Intinya, dalam Islam definisi kebajikan (al birri) adalah keterpaduan antara keimanan (transendesi) dengan praksis gerakan. Islam bukan hanya masalah kalkulasi dosa dan pahala. Islam juga bukan sekedar mengiming-imingi manusia dengan surga dan menakut-nakutinya dengan neraka. Islam adalah ajaran rahmat bagi seluruh alam, cara Ilahiyah untuk melakukan transformasi dari zaman penindasan menuju zaman pembebasan.

Selain para pemikir Islam seperti Asghar Ali dan Hasan Hanafi sebagai contoh, intelektual Islam Indonesia, alm Kuntowijoyo, percaya bahwa pada dasarnya Islam memiliki perangkat yang cukup untuk melakukan perlawanan terhadap penindasan. Alih-alih hanya menjadikan ritual-ritual agama sebagai tujuan, ikrar Muslim bahwa tiada Tuhan selain Allah berarti ikrar bahwa setiap penindasan harus dihancurkan. Karena penindasan adalah bentuk pengingkaran terhadap kekuasaan Allah.

Alhasil, kaum Ganjaris bisa mengatakan bahwa seragamnya adalah tanda pembebasan manusia dari ketertindasan. Akan halnya di masa lalu seragam itu dipakai tahanan Yahudi, tak jadi masalah, karena lain dari saat ini di saat mereka pongah, sombong dan justru penindas, di masa penyiksaan Nazi, Yahudi adalah si tertindas yang harus dibela.

*Soal yang Diberikan*
Tuliskan kembali dari teks sumber tentang Islam dan pembebasan seluruh bagian mulai dari "Intinya, dalam Islam" sampai dengan "menuju zaman pembebasan.".

*Cuplikan Data*
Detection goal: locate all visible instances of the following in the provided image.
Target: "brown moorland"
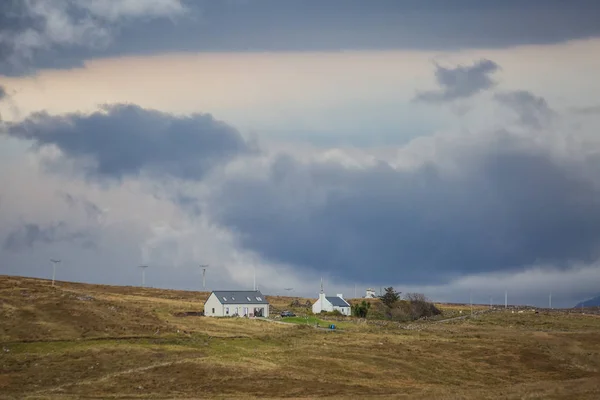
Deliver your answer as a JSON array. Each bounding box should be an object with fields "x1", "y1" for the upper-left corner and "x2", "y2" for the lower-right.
[{"x1": 0, "y1": 276, "x2": 600, "y2": 399}]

*Jawaban Soal*
Intinya, dalam Islam definisi kebajikan (al birri) adalah keterpaduan antara keimanan (transendesi) dengan praksis gerakan. Islam bukan hanya masalah kalkulasi dosa dan pahala. Islam juga bukan sekedar mengiming-imingi manusia dengan surga dan menakut-nakutinya dengan neraka. Islam adalah ajaran rahmat bagi seluruh alam, cara Ilahiyah untuk melakukan transformasi dari zaman penindasan menuju zaman pembebasan.